[Einträge des Datensatzes]
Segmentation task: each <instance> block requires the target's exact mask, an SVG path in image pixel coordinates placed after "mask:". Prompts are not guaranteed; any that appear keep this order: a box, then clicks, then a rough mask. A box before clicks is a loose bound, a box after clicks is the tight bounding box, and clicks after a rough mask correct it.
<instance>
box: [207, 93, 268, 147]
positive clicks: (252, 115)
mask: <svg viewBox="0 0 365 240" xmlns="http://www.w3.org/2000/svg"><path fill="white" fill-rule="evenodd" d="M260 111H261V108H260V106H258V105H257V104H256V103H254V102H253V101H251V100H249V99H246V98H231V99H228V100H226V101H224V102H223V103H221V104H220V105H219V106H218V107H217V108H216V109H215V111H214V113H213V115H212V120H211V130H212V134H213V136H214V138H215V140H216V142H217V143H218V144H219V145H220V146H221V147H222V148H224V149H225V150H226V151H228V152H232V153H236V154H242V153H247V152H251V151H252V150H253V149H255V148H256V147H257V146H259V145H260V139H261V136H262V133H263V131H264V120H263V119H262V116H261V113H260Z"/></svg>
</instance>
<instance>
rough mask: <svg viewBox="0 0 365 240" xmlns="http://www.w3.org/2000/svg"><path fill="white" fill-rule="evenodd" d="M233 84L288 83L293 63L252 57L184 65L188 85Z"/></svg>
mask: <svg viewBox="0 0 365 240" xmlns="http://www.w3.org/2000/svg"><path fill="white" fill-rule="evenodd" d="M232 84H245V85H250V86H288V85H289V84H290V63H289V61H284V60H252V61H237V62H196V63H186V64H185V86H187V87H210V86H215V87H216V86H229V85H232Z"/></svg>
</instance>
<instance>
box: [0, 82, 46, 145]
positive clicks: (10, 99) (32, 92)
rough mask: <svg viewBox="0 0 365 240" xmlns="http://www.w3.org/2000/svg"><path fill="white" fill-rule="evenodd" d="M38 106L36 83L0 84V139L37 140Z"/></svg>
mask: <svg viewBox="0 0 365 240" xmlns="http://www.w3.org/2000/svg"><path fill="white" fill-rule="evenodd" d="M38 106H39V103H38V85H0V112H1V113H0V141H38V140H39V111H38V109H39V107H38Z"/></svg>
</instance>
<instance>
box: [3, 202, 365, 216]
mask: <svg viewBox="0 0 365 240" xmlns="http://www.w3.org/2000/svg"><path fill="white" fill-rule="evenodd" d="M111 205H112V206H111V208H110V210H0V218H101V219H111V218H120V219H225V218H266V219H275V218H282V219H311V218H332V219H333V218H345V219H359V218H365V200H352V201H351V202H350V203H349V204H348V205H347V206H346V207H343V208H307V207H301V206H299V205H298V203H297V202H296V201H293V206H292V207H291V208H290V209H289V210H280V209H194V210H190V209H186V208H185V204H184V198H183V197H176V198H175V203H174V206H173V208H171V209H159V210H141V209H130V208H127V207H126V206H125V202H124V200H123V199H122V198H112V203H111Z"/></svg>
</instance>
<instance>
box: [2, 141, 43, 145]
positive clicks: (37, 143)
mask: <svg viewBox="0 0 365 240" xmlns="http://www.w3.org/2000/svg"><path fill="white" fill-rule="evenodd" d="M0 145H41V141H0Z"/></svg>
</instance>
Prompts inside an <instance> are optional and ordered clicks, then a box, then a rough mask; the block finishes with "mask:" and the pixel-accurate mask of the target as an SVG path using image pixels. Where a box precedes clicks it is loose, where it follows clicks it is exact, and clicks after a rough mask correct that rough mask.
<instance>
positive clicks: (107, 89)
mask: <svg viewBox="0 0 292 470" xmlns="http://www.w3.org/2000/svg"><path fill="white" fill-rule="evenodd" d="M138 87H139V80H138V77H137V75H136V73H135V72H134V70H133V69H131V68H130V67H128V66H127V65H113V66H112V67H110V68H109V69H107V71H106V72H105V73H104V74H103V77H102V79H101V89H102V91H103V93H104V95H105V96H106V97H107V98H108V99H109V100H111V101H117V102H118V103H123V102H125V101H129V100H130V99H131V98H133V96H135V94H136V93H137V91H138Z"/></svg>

### Anweisung
Suche in den Daten oben jede Zeile, in der das Wort „target“ vorkommt, und schreibe diese Zeilen bitte vollständig ab.

### Antwort
Segmentation task: each <instance> block requires the target's exact mask, an SVG path in image pixel coordinates placed after "mask:". Prompts are not guaranteed; any that appear keep this order: a box, then clicks, then a rough mask. A box before clicks is a loose bound, a box after clicks is the tight bounding box, and clicks after a rough mask correct it.
Prompts inside an <instance> are optional and ordered clicks, then a box, then a rough mask; the block finishes with "mask:" and the pixel-accurate mask of the target as an SVG path using image pixels. Where a box precedes clicks it is loose, where it follows clicks it is exact, and clicks after a rough mask correct that rough mask.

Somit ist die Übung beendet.